Sunday, 12 February 2012

Saturday 11th January

Our report for Saturday comes from Dave as I was attending a wedding. Well it is national wedding week leading up to Valentines Day on Tuesday. What you forgot!

It was a bitterly cold day - at 09:00 the temperature was still -6C in the station car park. Paul, Dennis and Peter Fisher were there when I arrived. Paul had made the tea, but he had to get water from the sink in the Gents as all the supplies to the Mess Room and Workshop were frozen up.

Richard arrived soon after as we had more shunting to do to continue our long run of carriage bogie swapping. We had 11 in attendance, with visits from Bernard Dudfield and Barry Cordell (MD Riviera Trains).

Shunting was central to the plan for the day starting with a lift of SK 25341 on the Jacks, remove the bogies and park them on the back sidings and replace them with the spare B1 bogies currently outside the bar. SK 25341 would then be moved to the pit road, and the new RBr 1672 moved on to the Jacks. The RBr would be lifted to allow access to the replacement bogie (that had been put there last week to replace the defective one), and work could begin to clean and lubricate it. When completed, the coach would be lowered to enable all the brake gear to be connected - much of this would be taken from the original defective bogie.  That was the plan until the 04 shutter needed to moved!

The first job was to start and warm up the 03 shunter.

The battery charger was needed to get things going.

Then moving the 04 shunter proved to be a problem.

Bob Mac and Richard laugh as the 03 initially struggles to pull out the heavy 04, with wheels slipping on the icy rail. There is a slight hump in the track out of the Barn, but some sand on the rail did the trick.

Information shown:

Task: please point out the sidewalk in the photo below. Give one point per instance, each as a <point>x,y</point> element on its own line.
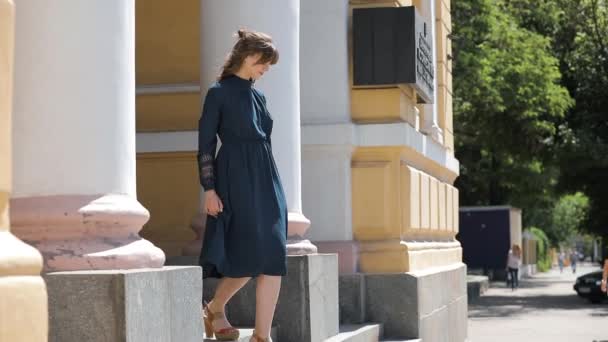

Written exercise: In the railway workshop report, what was the temperature in the station car park at 09:00?

Answer: -6C